• **Given passage**

━━━

It may be the notion that higher the densities the more compact a city is. But a compact city also ensures better accessibility and reduced dependencies on motorized vehicles and hence less pollution. As India’s current contribution of vehicles to pollution is 30%, this strategy for both existing and newly planned city could be an effective one. It is a symbol of walkable and cycle-friendly neighbourhoods. Yet not only accessibility but compact cities can cater to the urban forms being sustainable. This concept includes mixed-use spatial characteristics within dense settlements which promote self-sufficiency and social justice in terms of active public relationships. A prominent example of this would be Manhattan where the neighbourhoods are re-zoned block by block to incorporate the additional population on the same area of land as the city was already saturated to its ends. A compact city principle leads to lower energy consumption, pollution (especially vehicular) and emissions. The growth of the city needs to be in line with the population in future and it is crucial to make good verse plans of all the aspects of planning with all actors in place backed up with sufficient budget to execute the compact city proposal.

━━━

• **Information**
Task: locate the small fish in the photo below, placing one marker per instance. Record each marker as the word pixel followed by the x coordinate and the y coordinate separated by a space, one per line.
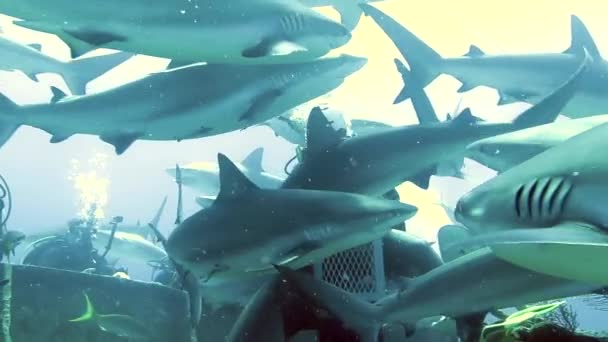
pixel 119 325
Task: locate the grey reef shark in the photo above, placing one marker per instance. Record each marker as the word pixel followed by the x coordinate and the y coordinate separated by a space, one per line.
pixel 76 73
pixel 375 163
pixel 276 226
pixel 214 31
pixel 547 213
pixel 525 77
pixel 504 151
pixel 183 103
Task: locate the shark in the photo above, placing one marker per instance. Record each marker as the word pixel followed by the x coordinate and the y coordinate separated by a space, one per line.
pixel 375 163
pixel 263 318
pixel 490 283
pixel 77 73
pixel 350 12
pixel 525 77
pixel 275 226
pixel 211 99
pixel 292 127
pixel 546 213
pixel 204 177
pixel 235 32
pixel 504 151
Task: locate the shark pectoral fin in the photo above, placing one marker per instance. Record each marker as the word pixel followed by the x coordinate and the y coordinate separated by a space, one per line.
pixel 474 51
pixel 260 103
pixel 272 47
pixel 95 37
pixel 121 142
pixel 465 87
pixel 57 138
pixel 178 64
pixel 512 97
pixel 37 47
pixel 570 251
pixel 298 252
pixel 58 95
pixel 77 47
pixel 423 178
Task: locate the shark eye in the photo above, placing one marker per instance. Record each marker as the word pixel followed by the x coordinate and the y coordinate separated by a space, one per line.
pixel 542 200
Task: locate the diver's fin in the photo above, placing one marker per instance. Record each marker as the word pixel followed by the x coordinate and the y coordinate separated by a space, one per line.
pixel 89 312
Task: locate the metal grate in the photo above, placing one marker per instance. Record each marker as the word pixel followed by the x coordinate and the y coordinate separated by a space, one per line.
pixel 359 270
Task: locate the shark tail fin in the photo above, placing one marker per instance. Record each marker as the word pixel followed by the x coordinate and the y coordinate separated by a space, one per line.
pixel 89 313
pixel 79 72
pixel 424 62
pixel 549 107
pixel 8 127
pixel 355 313
pixel 581 40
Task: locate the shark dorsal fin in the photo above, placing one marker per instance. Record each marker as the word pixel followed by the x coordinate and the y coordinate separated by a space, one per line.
pixel 232 181
pixel 465 117
pixel 581 39
pixel 253 161
pixel 319 132
pixel 449 235
pixel 474 51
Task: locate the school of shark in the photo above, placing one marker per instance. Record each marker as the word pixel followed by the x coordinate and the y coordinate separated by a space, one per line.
pixel 322 251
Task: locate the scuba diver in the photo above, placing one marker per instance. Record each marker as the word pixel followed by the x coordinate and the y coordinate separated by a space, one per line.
pixel 74 250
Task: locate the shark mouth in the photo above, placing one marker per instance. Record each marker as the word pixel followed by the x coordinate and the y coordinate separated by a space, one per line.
pixel 541 201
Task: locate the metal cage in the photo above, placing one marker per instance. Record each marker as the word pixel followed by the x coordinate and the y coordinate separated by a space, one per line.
pixel 359 270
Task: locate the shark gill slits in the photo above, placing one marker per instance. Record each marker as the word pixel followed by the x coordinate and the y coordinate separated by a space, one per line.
pixel 542 201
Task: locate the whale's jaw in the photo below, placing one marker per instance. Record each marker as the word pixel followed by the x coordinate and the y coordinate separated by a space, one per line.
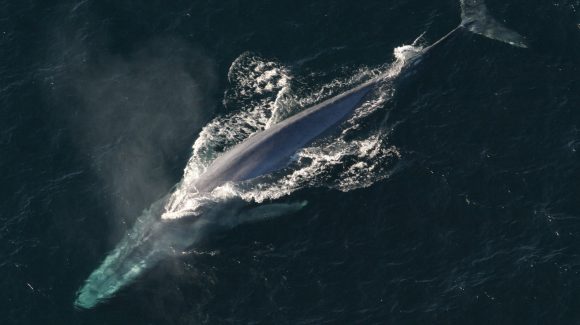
pixel 149 241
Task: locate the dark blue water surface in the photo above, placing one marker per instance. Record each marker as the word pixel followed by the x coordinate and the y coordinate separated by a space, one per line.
pixel 479 222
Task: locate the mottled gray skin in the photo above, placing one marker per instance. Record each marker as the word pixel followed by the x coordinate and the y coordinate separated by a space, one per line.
pixel 271 149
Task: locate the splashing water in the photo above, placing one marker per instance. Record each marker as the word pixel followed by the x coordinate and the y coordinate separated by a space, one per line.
pixel 264 93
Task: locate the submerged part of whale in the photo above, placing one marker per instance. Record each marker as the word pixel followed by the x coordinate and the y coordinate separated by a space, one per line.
pixel 152 238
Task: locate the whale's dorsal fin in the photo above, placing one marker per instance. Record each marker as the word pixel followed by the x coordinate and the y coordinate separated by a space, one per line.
pixel 475 18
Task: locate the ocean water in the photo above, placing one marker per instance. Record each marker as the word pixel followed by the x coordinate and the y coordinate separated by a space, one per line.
pixel 450 197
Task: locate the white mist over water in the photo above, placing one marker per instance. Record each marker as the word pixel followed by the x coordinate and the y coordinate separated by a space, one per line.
pixel 348 160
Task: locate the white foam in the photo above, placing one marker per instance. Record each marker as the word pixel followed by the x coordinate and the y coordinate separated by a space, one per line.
pixel 261 92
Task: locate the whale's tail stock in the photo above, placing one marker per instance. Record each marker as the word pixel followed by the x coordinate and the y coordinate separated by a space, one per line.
pixel 476 18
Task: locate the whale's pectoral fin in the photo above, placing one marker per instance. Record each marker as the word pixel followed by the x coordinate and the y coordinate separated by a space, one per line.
pixel 269 211
pixel 476 19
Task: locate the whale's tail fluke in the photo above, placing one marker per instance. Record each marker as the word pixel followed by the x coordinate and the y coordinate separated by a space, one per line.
pixel 475 18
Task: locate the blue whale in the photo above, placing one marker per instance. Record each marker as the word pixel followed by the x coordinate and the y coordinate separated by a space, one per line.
pixel 153 239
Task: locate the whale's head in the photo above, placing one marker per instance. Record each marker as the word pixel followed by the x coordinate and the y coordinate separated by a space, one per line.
pixel 149 241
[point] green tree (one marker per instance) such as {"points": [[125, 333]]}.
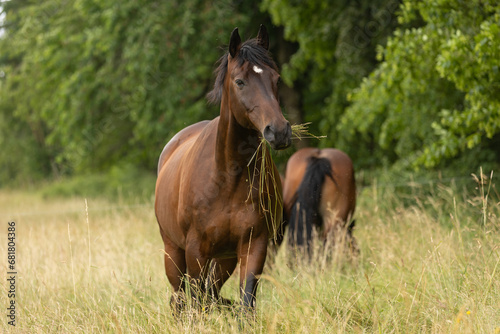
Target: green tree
{"points": [[95, 83], [436, 93], [336, 49]]}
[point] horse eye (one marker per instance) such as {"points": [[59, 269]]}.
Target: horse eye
{"points": [[240, 83]]}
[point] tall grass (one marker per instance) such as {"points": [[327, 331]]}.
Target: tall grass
{"points": [[429, 262]]}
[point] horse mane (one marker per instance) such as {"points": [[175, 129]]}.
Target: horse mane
{"points": [[305, 210], [250, 51]]}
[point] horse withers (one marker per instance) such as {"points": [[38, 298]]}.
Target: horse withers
{"points": [[319, 192], [207, 218]]}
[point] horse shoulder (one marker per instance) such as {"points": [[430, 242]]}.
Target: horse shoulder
{"points": [[179, 139]]}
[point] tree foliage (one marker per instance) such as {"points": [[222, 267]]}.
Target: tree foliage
{"points": [[95, 83], [436, 93], [337, 42]]}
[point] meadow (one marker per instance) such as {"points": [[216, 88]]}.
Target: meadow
{"points": [[429, 262]]}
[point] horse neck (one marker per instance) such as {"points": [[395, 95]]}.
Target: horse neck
{"points": [[235, 144]]}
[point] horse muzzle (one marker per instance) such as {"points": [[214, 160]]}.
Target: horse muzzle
{"points": [[279, 139]]}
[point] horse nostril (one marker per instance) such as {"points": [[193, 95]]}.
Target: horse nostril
{"points": [[269, 134]]}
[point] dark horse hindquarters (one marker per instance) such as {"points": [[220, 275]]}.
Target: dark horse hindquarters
{"points": [[319, 190]]}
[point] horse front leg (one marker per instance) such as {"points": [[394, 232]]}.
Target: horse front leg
{"points": [[252, 255]]}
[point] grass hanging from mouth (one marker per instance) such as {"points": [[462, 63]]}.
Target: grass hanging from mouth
{"points": [[300, 131], [267, 182]]}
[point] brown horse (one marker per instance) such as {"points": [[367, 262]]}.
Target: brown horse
{"points": [[319, 191], [205, 198]]}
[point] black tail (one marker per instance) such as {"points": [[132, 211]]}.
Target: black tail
{"points": [[305, 211]]}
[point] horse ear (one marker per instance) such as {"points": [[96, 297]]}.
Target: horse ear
{"points": [[263, 37], [234, 43]]}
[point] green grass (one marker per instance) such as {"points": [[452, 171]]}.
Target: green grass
{"points": [[429, 262]]}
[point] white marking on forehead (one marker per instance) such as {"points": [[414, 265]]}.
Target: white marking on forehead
{"points": [[257, 69]]}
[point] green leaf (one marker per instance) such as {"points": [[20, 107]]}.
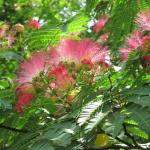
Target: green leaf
{"points": [[138, 132], [10, 55], [42, 145], [60, 134], [78, 23], [95, 120], [43, 37], [141, 100], [140, 115], [4, 104], [88, 111], [114, 124]]}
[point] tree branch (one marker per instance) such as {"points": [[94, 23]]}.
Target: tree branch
{"points": [[130, 136]]}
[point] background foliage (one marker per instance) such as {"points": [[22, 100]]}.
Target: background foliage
{"points": [[117, 104]]}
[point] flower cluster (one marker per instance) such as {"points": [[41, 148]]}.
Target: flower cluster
{"points": [[139, 39], [34, 23], [9, 34], [58, 71]]}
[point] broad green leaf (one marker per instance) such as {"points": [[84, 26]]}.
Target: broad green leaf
{"points": [[138, 132], [10, 55], [42, 145], [141, 100], [88, 111], [95, 120], [114, 124], [4, 104]]}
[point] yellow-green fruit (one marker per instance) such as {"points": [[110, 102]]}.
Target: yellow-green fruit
{"points": [[101, 140]]}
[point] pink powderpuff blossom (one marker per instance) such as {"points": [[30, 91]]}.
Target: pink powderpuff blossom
{"points": [[102, 57], [23, 100], [34, 23], [124, 52], [29, 69], [80, 51], [100, 23], [146, 44], [62, 79], [102, 39], [25, 88], [143, 20], [135, 40], [146, 61]]}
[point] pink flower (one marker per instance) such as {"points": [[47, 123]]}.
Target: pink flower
{"points": [[146, 44], [29, 69], [62, 79], [146, 61], [54, 56], [11, 39], [102, 57], [100, 23], [2, 32], [34, 23], [103, 38], [135, 40], [143, 20], [81, 51], [24, 100], [124, 52]]}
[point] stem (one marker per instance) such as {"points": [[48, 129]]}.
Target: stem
{"points": [[131, 137]]}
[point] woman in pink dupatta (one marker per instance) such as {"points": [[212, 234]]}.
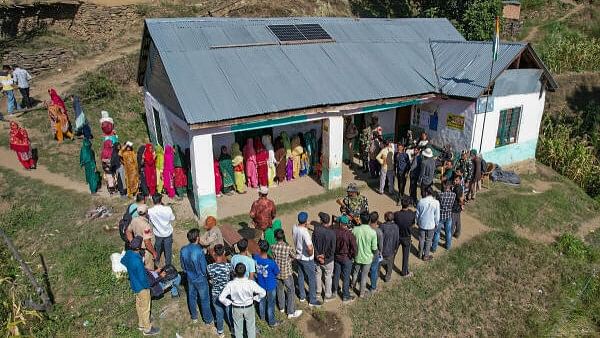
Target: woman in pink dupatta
{"points": [[250, 157], [262, 167], [169, 171]]}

━━━

• **Exercise goal**
Copy out the compact-city passage in full, word for word.

• **Exercise solution**
It may be the notion that higher the densities the more compact a city is. But a compact city also ensures better accessibility and reduced dependencies on motorized vehicles and hence less pollution. As India’s current contribution of vehicles to pollution is 30%, this strategy for both existing and newly planned city could be an effective one. It is a symbol of walkable and cycle-friendly neighbourhoods. Yet not only accessibility but compact cities can cater to the urban forms being sustainable. This concept includes mixed-use spatial characteristics within dense settlements which promote self-sufficiency and social justice in terms of active public relationships. A prominent example of this would be Manhattan where the neighbourhoods are re-zoned block by block to incorporate the additional population on the same area of land as the city was already saturated to its ends. A compact city principle leads to lower energy consumption, pollution (especially vehicular) and emissions. The growth of the city needs to be in line with the population in future and it is crucial to make good verse plans of all the aspects of planning with all actors in place backed up with sufficient budget to execute the compact city proposal.